Material provided
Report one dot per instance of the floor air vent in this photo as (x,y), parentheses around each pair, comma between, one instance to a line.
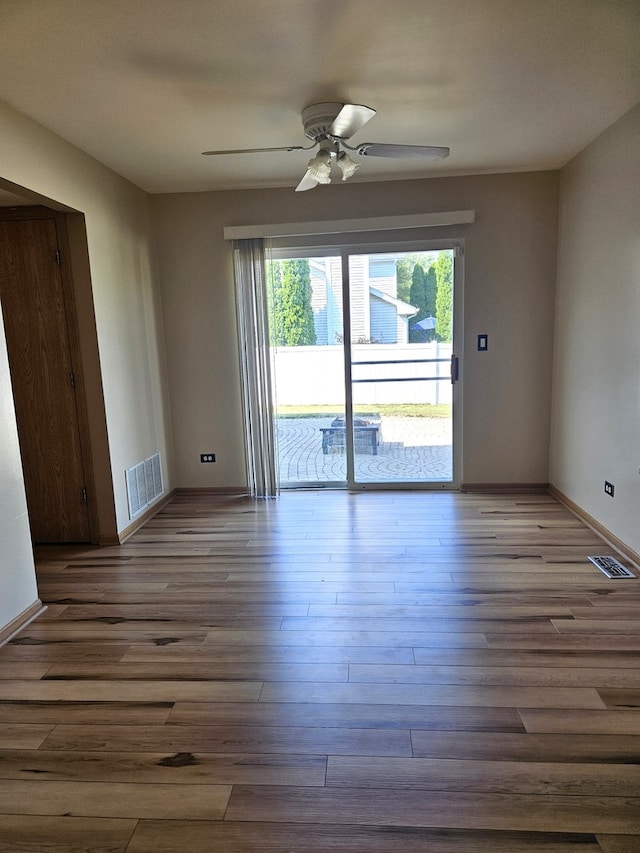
(144,484)
(610,567)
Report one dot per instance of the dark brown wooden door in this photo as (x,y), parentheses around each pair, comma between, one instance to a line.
(42,374)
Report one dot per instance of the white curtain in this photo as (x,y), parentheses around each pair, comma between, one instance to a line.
(255,366)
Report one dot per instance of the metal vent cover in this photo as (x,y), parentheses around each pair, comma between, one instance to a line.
(144,484)
(610,567)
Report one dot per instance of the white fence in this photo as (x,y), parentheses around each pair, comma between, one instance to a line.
(308,375)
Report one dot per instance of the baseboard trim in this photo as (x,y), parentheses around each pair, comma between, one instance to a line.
(506,488)
(223,491)
(128,531)
(16,625)
(617,544)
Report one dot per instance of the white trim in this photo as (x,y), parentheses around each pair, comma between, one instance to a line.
(342,226)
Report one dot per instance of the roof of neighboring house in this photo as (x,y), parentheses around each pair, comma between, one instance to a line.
(401,307)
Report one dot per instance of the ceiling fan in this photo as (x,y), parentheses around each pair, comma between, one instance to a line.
(329,125)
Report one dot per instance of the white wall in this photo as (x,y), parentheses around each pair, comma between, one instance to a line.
(509,295)
(596,400)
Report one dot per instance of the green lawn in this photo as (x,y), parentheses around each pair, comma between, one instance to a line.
(396,410)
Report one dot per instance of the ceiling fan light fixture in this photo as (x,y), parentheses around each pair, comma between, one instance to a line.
(320,167)
(347,165)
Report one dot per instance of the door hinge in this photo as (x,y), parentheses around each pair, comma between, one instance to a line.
(455,369)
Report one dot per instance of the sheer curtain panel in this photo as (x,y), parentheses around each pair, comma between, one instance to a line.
(255,366)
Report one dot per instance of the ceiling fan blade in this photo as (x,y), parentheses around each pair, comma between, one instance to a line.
(402,152)
(308,182)
(259,150)
(350,119)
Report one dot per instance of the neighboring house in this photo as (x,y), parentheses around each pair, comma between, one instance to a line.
(376,312)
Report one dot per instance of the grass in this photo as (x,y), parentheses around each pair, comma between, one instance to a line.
(390,410)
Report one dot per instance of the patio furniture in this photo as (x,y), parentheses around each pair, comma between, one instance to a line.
(366,433)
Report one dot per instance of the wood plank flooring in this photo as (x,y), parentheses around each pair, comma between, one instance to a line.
(327,672)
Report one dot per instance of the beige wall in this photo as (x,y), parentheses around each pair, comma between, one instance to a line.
(17,576)
(124,302)
(596,401)
(509,294)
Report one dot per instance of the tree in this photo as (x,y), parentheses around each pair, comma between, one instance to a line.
(444,296)
(404,270)
(423,296)
(291,315)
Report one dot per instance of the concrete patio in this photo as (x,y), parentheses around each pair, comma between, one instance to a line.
(410,450)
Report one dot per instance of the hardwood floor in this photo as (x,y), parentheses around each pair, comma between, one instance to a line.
(385,672)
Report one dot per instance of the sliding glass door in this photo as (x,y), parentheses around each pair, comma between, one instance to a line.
(363,358)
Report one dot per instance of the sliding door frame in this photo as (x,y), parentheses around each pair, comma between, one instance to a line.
(292,247)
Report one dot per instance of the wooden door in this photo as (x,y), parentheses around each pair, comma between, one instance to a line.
(36,320)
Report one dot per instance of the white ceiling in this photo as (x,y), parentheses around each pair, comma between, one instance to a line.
(145,86)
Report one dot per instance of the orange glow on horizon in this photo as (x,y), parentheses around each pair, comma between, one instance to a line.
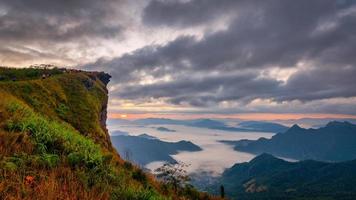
(243,116)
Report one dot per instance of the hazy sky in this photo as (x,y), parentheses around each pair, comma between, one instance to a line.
(196,57)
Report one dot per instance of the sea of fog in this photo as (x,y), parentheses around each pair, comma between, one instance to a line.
(215,156)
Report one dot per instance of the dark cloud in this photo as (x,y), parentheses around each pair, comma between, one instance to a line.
(315,38)
(51,21)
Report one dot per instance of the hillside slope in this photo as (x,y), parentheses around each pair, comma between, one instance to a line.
(54,143)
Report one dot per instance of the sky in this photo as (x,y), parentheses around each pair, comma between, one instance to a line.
(271,59)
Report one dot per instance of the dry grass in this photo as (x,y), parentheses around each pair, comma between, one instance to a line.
(58,183)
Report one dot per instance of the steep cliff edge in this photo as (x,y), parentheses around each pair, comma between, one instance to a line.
(54,143)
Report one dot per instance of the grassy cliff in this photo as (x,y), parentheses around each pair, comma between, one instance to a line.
(54,143)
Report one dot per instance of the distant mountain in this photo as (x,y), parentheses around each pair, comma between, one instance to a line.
(267,177)
(207,123)
(248,126)
(334,142)
(118,132)
(263,126)
(144,149)
(313,122)
(153,121)
(164,129)
(144,135)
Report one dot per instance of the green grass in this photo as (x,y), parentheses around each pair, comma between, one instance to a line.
(51,130)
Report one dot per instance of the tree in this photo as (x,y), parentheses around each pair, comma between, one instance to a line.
(173,174)
(222,191)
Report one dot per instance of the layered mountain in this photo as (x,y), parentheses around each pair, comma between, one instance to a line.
(247,126)
(132,147)
(267,177)
(263,126)
(334,142)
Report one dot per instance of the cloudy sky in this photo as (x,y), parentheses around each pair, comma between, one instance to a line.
(197,58)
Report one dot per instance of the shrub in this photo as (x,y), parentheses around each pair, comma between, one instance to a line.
(140,176)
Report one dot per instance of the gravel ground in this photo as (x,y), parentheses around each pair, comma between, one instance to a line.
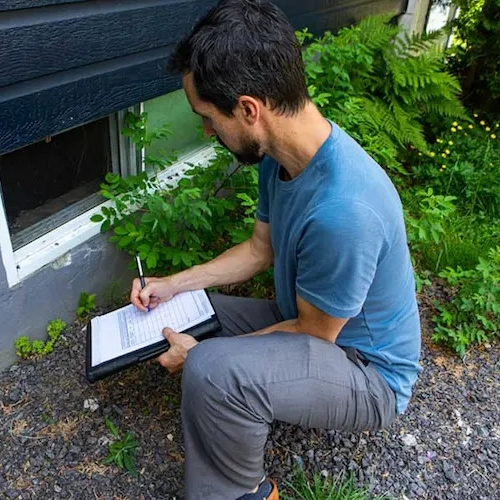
(53,445)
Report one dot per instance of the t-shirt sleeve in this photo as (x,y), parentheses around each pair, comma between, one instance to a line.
(338,253)
(263,202)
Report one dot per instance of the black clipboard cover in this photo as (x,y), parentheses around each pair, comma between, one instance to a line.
(200,332)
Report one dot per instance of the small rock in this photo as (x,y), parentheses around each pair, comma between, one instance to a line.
(409,440)
(449,472)
(483,432)
(15,396)
(91,404)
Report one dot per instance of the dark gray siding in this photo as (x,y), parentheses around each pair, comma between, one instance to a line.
(67,62)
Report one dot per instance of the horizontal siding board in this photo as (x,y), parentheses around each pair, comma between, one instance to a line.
(29,4)
(34,45)
(31,116)
(87,87)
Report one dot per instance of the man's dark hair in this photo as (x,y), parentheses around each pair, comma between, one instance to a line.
(244,47)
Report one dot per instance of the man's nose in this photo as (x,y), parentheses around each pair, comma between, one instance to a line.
(208,130)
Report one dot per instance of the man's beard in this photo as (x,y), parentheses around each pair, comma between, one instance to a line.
(249,155)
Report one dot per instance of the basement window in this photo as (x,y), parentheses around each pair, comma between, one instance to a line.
(50,190)
(50,182)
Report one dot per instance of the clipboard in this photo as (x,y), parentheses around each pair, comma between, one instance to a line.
(94,372)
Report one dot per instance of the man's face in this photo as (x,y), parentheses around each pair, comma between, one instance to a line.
(229,131)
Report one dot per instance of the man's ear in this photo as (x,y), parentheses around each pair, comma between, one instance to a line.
(249,109)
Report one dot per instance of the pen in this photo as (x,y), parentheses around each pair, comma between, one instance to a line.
(141,274)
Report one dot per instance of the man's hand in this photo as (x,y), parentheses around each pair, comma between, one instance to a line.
(180,343)
(156,290)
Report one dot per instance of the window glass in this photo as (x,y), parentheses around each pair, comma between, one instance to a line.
(49,182)
(173,109)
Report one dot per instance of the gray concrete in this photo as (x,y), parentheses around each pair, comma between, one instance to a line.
(53,292)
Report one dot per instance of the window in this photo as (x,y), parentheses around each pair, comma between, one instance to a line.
(174,110)
(50,189)
(50,182)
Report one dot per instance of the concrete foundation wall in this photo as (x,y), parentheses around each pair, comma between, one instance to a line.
(53,292)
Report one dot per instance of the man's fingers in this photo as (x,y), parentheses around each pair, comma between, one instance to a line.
(168,333)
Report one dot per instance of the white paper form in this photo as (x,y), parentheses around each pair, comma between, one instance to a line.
(128,329)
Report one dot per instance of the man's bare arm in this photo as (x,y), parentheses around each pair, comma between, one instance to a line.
(238,264)
(311,320)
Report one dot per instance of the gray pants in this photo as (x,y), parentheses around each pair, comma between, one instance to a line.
(234,387)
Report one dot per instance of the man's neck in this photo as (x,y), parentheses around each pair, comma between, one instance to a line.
(296,140)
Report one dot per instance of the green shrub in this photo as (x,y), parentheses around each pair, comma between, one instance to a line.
(37,348)
(172,229)
(472,316)
(381,85)
(464,161)
(121,451)
(473,56)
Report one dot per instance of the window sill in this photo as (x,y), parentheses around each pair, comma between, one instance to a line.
(30,258)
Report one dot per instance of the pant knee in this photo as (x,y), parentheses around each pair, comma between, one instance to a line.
(205,366)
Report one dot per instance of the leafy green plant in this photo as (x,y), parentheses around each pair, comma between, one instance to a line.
(464,161)
(321,488)
(381,85)
(174,228)
(473,56)
(121,451)
(425,214)
(137,129)
(26,349)
(472,315)
(86,305)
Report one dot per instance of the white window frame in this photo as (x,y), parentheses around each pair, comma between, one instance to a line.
(23,262)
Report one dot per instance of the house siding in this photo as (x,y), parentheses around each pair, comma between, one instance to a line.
(67,62)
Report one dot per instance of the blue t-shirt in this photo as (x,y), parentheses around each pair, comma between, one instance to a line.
(339,242)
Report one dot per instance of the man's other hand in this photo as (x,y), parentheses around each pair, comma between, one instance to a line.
(180,343)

What to do
Exact copies of the lines from the one holding "Report one dot per instance of the blue" through the last line above, and only those, make up the answer.

Output below
Report one dot per instance of the blue t-shirt in this photo as (x,y), parentheses around each pair, comma between, one instance to a line.
(339,242)
Report one dot per instance of the man's other hand in this photo as (x,y), parentheses around each pair, comma between, one instance to a line.
(180,343)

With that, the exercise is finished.